Task: Rescale the lines from the first one through the line with "POLYGON ((117 136, 118", and write them all out again, requests included. Multiply only the coordinates in the answers by 0.55 and round them to whole numbers, halves up, and leave the pictures out.

Information shown:
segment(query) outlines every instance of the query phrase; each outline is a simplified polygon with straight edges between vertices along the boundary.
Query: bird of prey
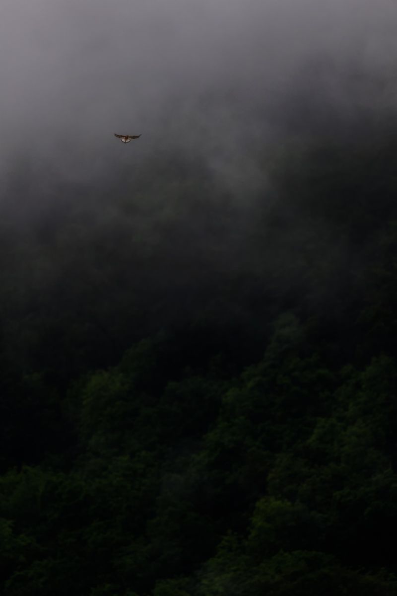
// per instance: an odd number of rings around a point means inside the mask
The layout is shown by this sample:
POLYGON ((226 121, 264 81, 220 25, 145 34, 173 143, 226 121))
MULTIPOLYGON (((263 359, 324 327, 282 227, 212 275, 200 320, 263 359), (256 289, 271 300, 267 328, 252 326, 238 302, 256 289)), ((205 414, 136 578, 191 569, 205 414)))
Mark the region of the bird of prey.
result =
POLYGON ((117 136, 118 139, 121 139, 122 143, 129 143, 131 139, 139 139, 141 135, 116 135, 114 133, 114 136, 117 136))

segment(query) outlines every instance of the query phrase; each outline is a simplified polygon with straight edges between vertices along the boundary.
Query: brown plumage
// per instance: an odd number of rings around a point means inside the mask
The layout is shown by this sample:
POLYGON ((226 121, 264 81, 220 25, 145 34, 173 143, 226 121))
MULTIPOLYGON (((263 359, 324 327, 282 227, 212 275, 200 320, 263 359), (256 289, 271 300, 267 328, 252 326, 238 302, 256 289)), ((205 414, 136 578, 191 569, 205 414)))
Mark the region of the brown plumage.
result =
POLYGON ((114 136, 117 136, 118 139, 121 139, 122 143, 129 143, 131 139, 139 139, 141 135, 116 135, 114 133, 114 136))

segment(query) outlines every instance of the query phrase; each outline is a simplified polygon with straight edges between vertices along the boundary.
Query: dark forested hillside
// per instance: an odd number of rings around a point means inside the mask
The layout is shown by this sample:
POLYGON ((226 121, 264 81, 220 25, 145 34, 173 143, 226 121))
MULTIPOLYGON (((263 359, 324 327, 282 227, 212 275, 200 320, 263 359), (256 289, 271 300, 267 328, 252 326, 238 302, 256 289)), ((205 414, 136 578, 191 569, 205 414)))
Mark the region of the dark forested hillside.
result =
POLYGON ((255 147, 246 190, 176 148, 10 171, 4 596, 397 594, 387 122, 255 147))

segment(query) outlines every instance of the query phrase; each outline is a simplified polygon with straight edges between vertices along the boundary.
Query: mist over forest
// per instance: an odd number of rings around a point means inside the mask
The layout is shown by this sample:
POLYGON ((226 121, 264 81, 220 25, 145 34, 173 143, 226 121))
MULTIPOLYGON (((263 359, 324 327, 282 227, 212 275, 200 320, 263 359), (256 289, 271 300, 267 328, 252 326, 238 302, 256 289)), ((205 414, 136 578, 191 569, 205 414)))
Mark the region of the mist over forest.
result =
POLYGON ((397 595, 396 26, 4 0, 4 596, 397 595))

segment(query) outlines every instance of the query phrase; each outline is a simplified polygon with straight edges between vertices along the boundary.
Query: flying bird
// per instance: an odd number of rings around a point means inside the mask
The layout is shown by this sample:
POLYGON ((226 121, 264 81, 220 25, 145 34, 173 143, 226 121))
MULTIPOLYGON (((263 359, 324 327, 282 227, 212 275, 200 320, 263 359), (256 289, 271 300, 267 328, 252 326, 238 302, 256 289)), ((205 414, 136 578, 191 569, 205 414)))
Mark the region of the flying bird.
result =
POLYGON ((139 139, 141 135, 116 135, 114 133, 114 136, 117 136, 118 139, 121 139, 122 143, 129 143, 131 139, 139 139))

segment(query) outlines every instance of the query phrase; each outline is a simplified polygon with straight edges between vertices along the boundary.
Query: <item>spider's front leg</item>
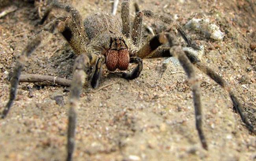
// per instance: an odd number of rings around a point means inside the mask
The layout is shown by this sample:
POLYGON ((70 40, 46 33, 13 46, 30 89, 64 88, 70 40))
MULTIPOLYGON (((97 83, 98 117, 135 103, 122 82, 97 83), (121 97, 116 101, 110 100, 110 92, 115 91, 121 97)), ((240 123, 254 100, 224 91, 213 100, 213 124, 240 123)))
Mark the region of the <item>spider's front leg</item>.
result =
MULTIPOLYGON (((174 40, 174 38, 171 37, 169 34, 160 33, 153 37, 147 43, 144 45, 139 50, 136 55, 142 58, 147 57, 154 54, 158 47, 168 42, 169 43, 170 48, 174 48, 175 53, 173 53, 173 56, 176 57, 178 59, 187 75, 189 82, 191 84, 196 115, 196 126, 202 146, 204 149, 207 149, 207 145, 202 128, 202 113, 199 85, 196 78, 193 64, 182 50, 181 47, 178 45, 176 41, 174 40)), ((166 51, 165 50, 163 51, 166 51)), ((169 55, 171 54, 169 53, 169 55)))
MULTIPOLYGON (((96 55, 82 54, 76 59, 74 66, 73 78, 69 97, 69 124, 67 134, 67 161, 72 160, 72 156, 75 146, 75 134, 76 119, 76 109, 79 106, 80 94, 83 87, 87 83, 91 67, 94 63, 91 59, 96 55)), ((93 87, 96 87, 98 82, 101 72, 101 65, 103 60, 99 58, 95 65, 91 82, 93 87)))

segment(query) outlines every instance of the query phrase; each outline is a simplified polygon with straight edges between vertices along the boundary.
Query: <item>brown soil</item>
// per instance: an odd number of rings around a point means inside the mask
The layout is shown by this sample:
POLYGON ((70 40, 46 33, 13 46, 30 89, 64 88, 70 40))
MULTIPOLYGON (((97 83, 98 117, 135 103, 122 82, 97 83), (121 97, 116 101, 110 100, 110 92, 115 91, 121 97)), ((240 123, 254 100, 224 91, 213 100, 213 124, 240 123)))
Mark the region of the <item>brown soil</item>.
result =
MULTIPOLYGON (((72 1, 84 17, 93 12, 111 10, 109 1, 72 1)), ((220 26, 225 35, 219 42, 198 31, 187 32, 204 46, 202 61, 228 81, 255 127, 255 1, 147 0, 138 3, 141 9, 172 17, 177 15, 182 25, 193 17, 207 18, 220 26)), ((17 9, 0 19, 0 111, 9 97, 8 73, 28 38, 39 29, 35 26, 37 8, 21 1, 13 5, 17 9)), ((57 13, 52 15, 58 16, 57 13)), ((153 21, 148 21, 154 26, 153 21)), ((75 56, 59 35, 44 36, 47 38, 30 57, 22 73, 70 78, 75 56)), ((180 37, 179 40, 182 41, 180 37)), ((111 85, 96 92, 89 86, 83 89, 78 110, 74 160, 255 159, 256 137, 233 110, 226 92, 196 70, 201 82, 203 127, 209 149, 202 148, 186 77, 184 73, 172 74, 182 69, 171 63, 163 70, 165 59, 144 60, 144 70, 135 80, 127 81, 105 71, 99 88, 111 85)), ((0 120, 0 160, 64 160, 68 90, 56 85, 20 84, 9 115, 0 120), (63 105, 53 99, 59 95, 63 97, 63 105)))

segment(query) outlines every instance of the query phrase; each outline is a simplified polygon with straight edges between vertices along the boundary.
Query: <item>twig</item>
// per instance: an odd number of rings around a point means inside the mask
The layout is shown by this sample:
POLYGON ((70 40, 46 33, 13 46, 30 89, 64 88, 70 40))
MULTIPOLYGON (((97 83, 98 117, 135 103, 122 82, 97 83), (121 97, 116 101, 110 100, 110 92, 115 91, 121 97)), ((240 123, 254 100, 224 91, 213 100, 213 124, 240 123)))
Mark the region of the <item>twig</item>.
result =
POLYGON ((117 13, 117 6, 118 6, 119 2, 119 0, 114 0, 113 2, 112 14, 113 15, 115 15, 115 14, 117 13))
POLYGON ((176 74, 176 73, 184 73, 183 71, 174 71, 173 72, 171 72, 171 74, 176 74))
POLYGON ((8 7, 8 8, 0 13, 0 18, 4 17, 8 13, 15 11, 17 9, 17 7, 14 6, 11 6, 8 7))
POLYGON ((25 33, 28 33, 29 32, 28 31, 26 31, 26 32, 23 32, 23 33, 20 33, 18 34, 15 35, 13 36, 10 36, 9 37, 6 38, 4 40, 4 41, 6 41, 7 40, 9 40, 11 38, 15 37, 18 37, 19 36, 25 34, 25 33))
POLYGON ((48 82, 64 86, 70 86, 71 80, 57 77, 38 74, 26 74, 20 75, 19 82, 48 82))
POLYGON ((111 85, 112 85, 113 84, 114 84, 114 83, 111 83, 109 84, 108 84, 105 85, 105 86, 102 86, 102 87, 100 87, 100 88, 98 89, 98 90, 93 91, 93 93, 96 93, 96 92, 97 92, 98 91, 99 91, 100 90, 102 90, 102 89, 103 89, 103 88, 106 88, 106 87, 107 87, 108 86, 111 86, 111 85))

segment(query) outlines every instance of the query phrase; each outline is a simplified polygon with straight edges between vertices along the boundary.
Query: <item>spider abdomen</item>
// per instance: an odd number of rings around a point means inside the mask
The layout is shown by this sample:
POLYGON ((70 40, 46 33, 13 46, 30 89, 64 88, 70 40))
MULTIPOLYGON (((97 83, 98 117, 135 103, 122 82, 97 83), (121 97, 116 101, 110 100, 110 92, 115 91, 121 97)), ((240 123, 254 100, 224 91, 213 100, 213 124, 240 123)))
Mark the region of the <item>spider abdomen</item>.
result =
POLYGON ((90 40, 102 33, 121 33, 120 22, 111 15, 105 13, 96 13, 88 16, 83 21, 83 26, 90 40))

Output for this task:
segment(query) outlines every instance of the query phrase; each outline is a simplified polygon with straight edges between vertices along the boundary.
Query: bird of prey
// per instance: an odd number of rings around a point means inside the mask
The layout is shown by this sample:
POLYGON ((226 121, 264 81, 220 25, 145 34, 173 143, 226 121))
MULTIPOLYGON (((263 359, 324 327, 282 227, 212 275, 200 320, 263 359), (256 289, 271 300, 267 328, 252 326, 238 302, 256 289)), ((205 414, 136 578, 191 569, 205 414)))
Mark the region of the bird of prey.
result =
POLYGON ((64 75, 65 76, 67 76, 67 79, 71 79, 72 76, 76 76, 78 74, 64 74, 63 73, 63 75, 64 75))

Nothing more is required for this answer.